─── STORED RECORDS

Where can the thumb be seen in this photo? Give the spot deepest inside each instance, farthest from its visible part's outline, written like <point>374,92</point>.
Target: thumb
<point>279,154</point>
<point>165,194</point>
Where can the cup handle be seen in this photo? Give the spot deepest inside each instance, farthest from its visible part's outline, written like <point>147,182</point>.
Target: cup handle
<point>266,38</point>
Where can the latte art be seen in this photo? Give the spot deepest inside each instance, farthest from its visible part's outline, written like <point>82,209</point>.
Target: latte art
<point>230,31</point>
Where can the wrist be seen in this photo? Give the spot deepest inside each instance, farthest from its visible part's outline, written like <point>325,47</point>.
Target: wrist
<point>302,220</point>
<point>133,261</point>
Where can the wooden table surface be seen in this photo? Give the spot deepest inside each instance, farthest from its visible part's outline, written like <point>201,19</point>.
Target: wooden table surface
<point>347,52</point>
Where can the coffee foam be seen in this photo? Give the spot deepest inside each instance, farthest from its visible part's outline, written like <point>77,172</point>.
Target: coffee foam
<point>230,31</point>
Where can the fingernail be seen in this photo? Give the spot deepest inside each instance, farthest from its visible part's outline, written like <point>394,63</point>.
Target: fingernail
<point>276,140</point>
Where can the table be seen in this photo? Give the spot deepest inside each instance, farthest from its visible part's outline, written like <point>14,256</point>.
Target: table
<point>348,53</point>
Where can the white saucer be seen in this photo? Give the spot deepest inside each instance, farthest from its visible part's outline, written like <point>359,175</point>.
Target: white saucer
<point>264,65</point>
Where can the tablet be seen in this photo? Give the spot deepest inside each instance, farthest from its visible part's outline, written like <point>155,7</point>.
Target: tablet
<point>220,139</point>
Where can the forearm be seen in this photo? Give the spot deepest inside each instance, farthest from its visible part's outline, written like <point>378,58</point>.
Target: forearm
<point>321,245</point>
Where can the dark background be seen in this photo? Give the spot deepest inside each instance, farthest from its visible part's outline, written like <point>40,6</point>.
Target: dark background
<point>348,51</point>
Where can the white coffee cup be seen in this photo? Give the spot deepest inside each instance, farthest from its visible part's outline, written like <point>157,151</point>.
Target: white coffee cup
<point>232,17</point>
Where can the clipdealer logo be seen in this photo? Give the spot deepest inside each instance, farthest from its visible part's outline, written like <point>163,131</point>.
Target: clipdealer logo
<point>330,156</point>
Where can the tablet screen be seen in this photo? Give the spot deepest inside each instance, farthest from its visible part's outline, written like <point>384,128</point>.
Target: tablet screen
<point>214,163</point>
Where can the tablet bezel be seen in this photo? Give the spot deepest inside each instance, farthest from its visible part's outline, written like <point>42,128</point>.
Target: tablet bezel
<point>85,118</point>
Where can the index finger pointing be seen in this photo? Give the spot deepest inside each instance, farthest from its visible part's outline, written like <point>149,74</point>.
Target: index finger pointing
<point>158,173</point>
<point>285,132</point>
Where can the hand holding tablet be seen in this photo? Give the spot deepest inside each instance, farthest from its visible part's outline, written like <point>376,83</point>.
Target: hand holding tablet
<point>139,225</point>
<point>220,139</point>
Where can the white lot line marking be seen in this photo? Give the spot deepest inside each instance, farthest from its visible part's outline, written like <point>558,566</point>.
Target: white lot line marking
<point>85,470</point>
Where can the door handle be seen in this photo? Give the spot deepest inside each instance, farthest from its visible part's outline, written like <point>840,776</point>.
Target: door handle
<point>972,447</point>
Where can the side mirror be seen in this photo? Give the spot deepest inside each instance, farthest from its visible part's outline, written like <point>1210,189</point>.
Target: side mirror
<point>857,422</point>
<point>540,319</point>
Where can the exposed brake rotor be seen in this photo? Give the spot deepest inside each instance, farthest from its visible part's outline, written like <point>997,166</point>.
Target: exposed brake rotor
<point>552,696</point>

──────

**INSTRUCTIONS TO FOLLOW**
Extract every line of the records above verbatim, keeping their original order and changing nothing.

**SOLVED EXERCISE**
Where can the thumb be seen in this photo? Give the spot deepest inside each instance, farthest from its visible part's outline, written like <point>374,92</point>.
Target: thumb
<point>279,154</point>
<point>165,194</point>
Where can the cup handle be seen in this photo? Give the spot deepest inside each instance, farthest from its visible part's outline, written like <point>147,182</point>.
Target: cup handle
<point>266,38</point>
Where can the latte art be seen in this photo? Give the spot deepest inside each instance, farthest from its visible part's outline, written like <point>82,209</point>.
Target: latte art
<point>230,31</point>
Where can the wrist be seen in this photo? Give the spot deepest inside each instance, farthest from its visible part's outline, written like <point>325,47</point>.
Target: wrist
<point>302,220</point>
<point>133,261</point>
Where can the wooden table surface be seen in this photo? Give the spot deepest inside each instance, farthest from its visible part's outline, written like <point>201,19</point>.
Target: wooden table surface
<point>347,52</point>
Where can the coffee foam be seen in this photo? Give the spot deepest inside each instance, farthest from its visible part's outline, written like <point>77,172</point>.
Target: coffee foam
<point>230,31</point>
Where can the fingernail be seen in this photo? Give the spot deepest inside each instance, farthest from its visible part's outline, written like <point>394,63</point>.
Target: fingernail
<point>276,140</point>
Where can the table be seen in this photo? Give the spot deepest inside each instance, farthest from its visible part's outline, written like <point>14,256</point>.
Target: table
<point>348,53</point>
Where can the white saucer be seen in this photo? Give the spot deepest inside each instance, farthest from its visible part's outline, written like <point>359,175</point>.
Target: white saucer
<point>264,65</point>
Where can the tablet be seen in this photo? Give the spot deepest inside each instance, farthest from its visible part's outline, written like <point>155,7</point>.
Target: tablet
<point>220,139</point>
Where can the forearm be seen in this photo? Give the spot deepest inside each instance, farthest from its visible part's outline, written like <point>378,58</point>.
Target: forearm
<point>321,245</point>
Where can the dark background be seen in this photo? Give the spot deepest inside each instance, farthest from its visible part's outline, written like <point>40,6</point>.
Target: dark background
<point>348,51</point>
Where can the white coffee cup be seen in this photo? Give the spot deepest inside each instance, farthest from its visible part's outline, written like <point>157,151</point>.
Target: white coffee cup
<point>232,17</point>
Where can the clipdealer logo be seen in this photo? Give the spot deepest inside each instance, farthest from its visible part's outline, written like <point>163,131</point>.
Target: clipdealer logo
<point>330,156</point>
Where can the tablet screen be seen in this photo? Give the spot deepest inside each instance, farthest from its visible part's outline, written like <point>384,128</point>.
Target: tablet screen
<point>214,163</point>
Where can the tablet bezel be seen in this photo? Give the spot deepest inside each instance, farthest from its visible part's outline, written like <point>42,128</point>.
Target: tablet bezel
<point>85,118</point>
Where can the index finger pointing be seen in this photo? Give the spot deepest inside each instance, farthest from its visible part's outline, written like <point>149,74</point>.
Target: index finger pointing
<point>158,173</point>
<point>285,132</point>
Where can the hand holding tablet be seen in this photo? Give the spot deepest inside each instance, farthest from its visible part's outline, written like <point>376,83</point>.
Target: hand holding tablet
<point>139,225</point>
<point>220,139</point>
Where can the white lot line marking be seen in this photo? Give the spot deepest inside each instance, farthest from its visible part's outline, written like <point>558,566</point>.
Target: white lot line marking
<point>85,470</point>
Where can the door handle be seen in this photo? Give the spot deepest inside each instance, farthest from its visible part's outline, written like <point>840,776</point>.
Target: door handle
<point>972,447</point>
Where can the side mirror be seen in this photo? Give the spot deepest inside each instance, farthest from its visible part's outline, written like <point>1210,189</point>.
Target: side mirror
<point>857,422</point>
<point>540,319</point>
Where can the exposed brake rotor be seen in this photo? Give the spot deepest inside each instance, farthest from its visible part's outline, written like <point>997,166</point>.
Target: exposed brake rotor
<point>552,696</point>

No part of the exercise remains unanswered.